▼

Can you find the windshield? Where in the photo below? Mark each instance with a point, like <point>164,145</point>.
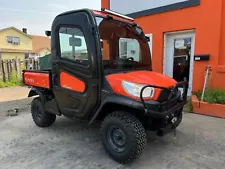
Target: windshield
<point>124,47</point>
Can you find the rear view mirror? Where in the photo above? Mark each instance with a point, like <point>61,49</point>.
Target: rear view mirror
<point>75,41</point>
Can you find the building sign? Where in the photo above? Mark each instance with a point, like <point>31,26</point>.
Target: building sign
<point>132,6</point>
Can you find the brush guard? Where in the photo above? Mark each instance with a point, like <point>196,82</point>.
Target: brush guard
<point>169,111</point>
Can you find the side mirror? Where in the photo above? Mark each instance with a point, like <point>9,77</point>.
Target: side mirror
<point>75,41</point>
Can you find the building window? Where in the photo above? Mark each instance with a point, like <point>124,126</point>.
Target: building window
<point>73,45</point>
<point>13,40</point>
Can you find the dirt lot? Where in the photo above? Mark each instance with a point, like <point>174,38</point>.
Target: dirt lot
<point>200,143</point>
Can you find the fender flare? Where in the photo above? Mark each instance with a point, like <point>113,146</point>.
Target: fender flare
<point>34,92</point>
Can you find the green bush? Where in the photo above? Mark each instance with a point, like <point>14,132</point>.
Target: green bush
<point>212,96</point>
<point>14,80</point>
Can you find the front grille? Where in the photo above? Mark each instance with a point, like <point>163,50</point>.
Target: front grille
<point>165,94</point>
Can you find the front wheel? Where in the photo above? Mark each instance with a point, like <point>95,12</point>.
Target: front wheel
<point>123,136</point>
<point>40,117</point>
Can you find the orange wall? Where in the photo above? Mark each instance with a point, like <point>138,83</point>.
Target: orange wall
<point>222,42</point>
<point>206,19</point>
<point>105,3</point>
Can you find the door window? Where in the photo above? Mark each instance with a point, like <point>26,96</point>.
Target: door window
<point>73,45</point>
<point>129,48</point>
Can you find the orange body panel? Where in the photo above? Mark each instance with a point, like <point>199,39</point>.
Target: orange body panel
<point>37,79</point>
<point>141,77</point>
<point>72,83</point>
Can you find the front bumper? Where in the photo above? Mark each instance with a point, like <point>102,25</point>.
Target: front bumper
<point>175,101</point>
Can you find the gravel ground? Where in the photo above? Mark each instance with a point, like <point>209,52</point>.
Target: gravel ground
<point>199,144</point>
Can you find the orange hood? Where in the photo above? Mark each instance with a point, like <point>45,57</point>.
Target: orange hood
<point>141,77</point>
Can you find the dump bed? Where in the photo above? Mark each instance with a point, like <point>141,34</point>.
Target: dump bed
<point>37,78</point>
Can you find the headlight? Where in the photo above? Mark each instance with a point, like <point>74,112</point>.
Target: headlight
<point>134,89</point>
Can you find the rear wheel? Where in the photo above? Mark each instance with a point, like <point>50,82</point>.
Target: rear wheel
<point>123,136</point>
<point>40,117</point>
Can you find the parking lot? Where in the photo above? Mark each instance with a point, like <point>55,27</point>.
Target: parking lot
<point>199,143</point>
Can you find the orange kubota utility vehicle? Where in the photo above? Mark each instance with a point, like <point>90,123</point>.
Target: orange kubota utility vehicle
<point>101,70</point>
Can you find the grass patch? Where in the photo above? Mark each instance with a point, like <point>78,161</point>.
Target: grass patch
<point>212,96</point>
<point>14,80</point>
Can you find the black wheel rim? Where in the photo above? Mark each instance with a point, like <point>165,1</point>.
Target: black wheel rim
<point>116,139</point>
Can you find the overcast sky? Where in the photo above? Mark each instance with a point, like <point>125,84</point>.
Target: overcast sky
<point>38,15</point>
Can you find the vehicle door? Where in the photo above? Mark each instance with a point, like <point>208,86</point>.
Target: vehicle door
<point>75,66</point>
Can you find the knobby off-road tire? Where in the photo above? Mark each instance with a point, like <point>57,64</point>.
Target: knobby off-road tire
<point>126,125</point>
<point>40,117</point>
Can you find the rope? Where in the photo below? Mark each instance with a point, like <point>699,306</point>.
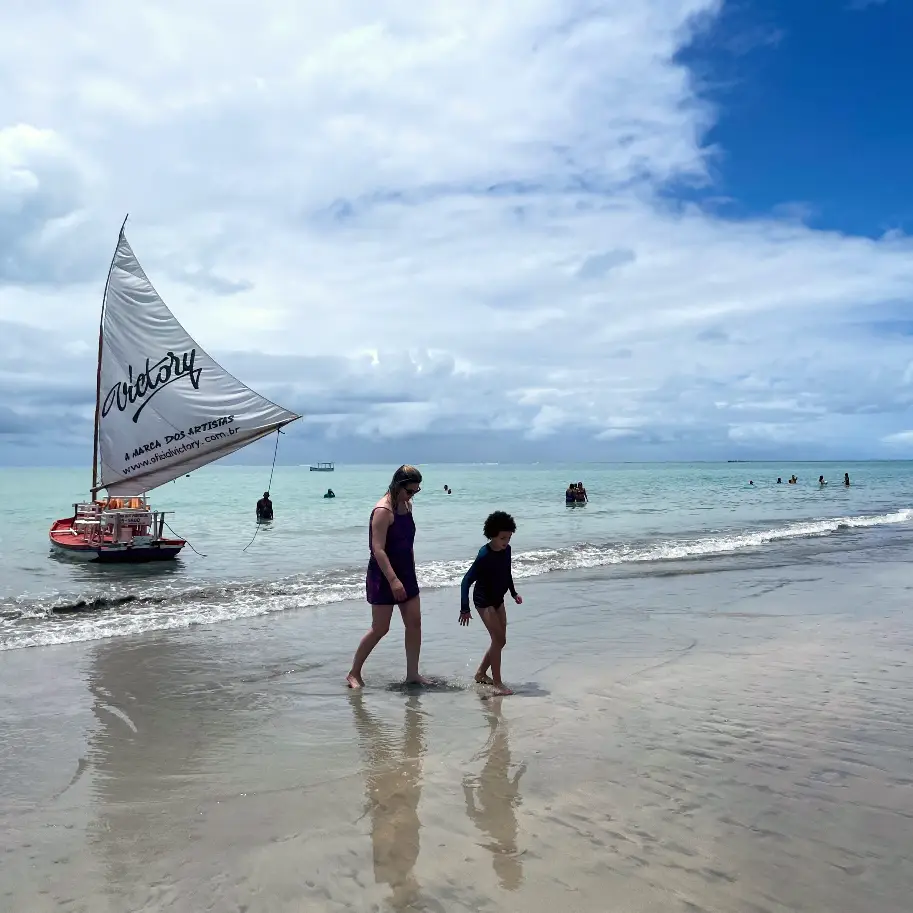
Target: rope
<point>173,533</point>
<point>269,487</point>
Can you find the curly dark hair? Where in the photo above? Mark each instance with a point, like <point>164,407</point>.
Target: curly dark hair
<point>498,522</point>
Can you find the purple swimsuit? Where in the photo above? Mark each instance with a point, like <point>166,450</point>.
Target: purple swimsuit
<point>398,546</point>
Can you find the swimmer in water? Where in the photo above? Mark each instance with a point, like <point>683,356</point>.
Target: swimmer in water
<point>264,508</point>
<point>491,574</point>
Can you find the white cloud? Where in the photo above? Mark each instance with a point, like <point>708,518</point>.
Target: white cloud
<point>904,438</point>
<point>428,219</point>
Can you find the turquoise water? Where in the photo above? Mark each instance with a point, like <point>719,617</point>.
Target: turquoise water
<point>640,516</point>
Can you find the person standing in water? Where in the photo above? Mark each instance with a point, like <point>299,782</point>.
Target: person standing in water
<point>264,508</point>
<point>490,573</point>
<point>390,580</point>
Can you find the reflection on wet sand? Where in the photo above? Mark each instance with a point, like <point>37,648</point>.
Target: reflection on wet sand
<point>493,796</point>
<point>393,777</point>
<point>163,720</point>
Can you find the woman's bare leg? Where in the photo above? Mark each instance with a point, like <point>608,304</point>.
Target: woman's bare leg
<point>380,624</point>
<point>412,621</point>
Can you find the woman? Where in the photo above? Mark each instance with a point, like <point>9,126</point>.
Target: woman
<point>391,580</point>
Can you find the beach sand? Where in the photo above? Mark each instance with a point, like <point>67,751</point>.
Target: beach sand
<point>735,740</point>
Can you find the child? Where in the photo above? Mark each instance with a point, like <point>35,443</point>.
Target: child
<point>491,574</point>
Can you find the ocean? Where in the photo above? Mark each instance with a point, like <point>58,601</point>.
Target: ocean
<point>639,518</point>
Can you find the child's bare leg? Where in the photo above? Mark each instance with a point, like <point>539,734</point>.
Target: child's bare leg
<point>495,620</point>
<point>482,672</point>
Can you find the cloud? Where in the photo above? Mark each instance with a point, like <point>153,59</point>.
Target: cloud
<point>445,227</point>
<point>904,438</point>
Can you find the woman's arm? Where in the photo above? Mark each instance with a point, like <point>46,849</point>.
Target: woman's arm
<point>381,521</point>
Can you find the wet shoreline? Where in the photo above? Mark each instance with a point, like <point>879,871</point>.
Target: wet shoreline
<point>726,741</point>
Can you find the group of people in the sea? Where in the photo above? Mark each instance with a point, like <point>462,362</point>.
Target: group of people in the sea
<point>794,480</point>
<point>575,494</point>
<point>391,581</point>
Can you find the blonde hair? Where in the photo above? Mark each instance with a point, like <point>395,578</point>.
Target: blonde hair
<point>405,475</point>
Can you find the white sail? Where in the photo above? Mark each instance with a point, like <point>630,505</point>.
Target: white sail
<point>164,406</point>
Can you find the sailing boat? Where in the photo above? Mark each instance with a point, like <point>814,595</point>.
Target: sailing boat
<point>163,408</point>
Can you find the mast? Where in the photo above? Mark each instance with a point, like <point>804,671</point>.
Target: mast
<point>101,338</point>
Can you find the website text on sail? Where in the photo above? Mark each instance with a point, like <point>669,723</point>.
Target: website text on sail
<point>163,408</point>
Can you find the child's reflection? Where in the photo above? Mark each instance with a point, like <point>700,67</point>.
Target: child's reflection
<point>493,796</point>
<point>393,787</point>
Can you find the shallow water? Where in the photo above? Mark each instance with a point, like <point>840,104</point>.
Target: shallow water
<point>639,518</point>
<point>711,742</point>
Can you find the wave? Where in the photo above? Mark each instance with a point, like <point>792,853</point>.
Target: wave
<point>29,621</point>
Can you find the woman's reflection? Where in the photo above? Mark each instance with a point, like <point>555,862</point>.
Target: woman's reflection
<point>393,780</point>
<point>493,796</point>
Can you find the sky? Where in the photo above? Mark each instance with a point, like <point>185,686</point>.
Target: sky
<point>552,230</point>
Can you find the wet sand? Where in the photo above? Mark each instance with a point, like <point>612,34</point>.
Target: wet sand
<point>734,741</point>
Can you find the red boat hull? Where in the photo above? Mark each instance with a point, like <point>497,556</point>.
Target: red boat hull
<point>65,541</point>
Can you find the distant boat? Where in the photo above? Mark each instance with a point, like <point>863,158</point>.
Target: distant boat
<point>200,414</point>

▲

● Task instructions
Recast the rows from the line with "Can you find the website" up to and including the line with "<point>734,741</point>" as a JSON list of strings, one string per line, with blank lines left out.

● The answer
[
  "Can you find the website text on sail? Where in the photo above? Mark each instance with a point, like <point>669,723</point>.",
  "Target: website text on sail",
  "<point>163,408</point>",
  "Can you find the child's reflection? Where in the photo above? Mark each instance with a point, like <point>700,67</point>.",
  "Target: child's reflection",
  "<point>493,796</point>",
  "<point>393,787</point>",
  "Can you find the shallow water? Where in the photo above? Mark each instance with a point, like <point>840,104</point>.",
  "Target: shallow water",
  "<point>639,518</point>",
  "<point>711,742</point>",
  "Can you find the wave? Where in the photo above? Mark each instance with a point, like <point>792,853</point>.",
  "Target: wave",
  "<point>29,621</point>",
  "Can you find the woman's reflection? Where in the photo above? Mark each instance with a point, like <point>555,862</point>.",
  "Target: woman's reflection",
  "<point>393,780</point>",
  "<point>493,796</point>",
  "Can you find the sky? Where in the photo above? Mark each instance with a point, like <point>185,686</point>.",
  "Target: sky",
  "<point>552,230</point>",
  "Can you find the wet sand? Where in the photo above? Mark each instance with a point, like <point>612,34</point>.",
  "Target: wet sand",
  "<point>734,741</point>"
]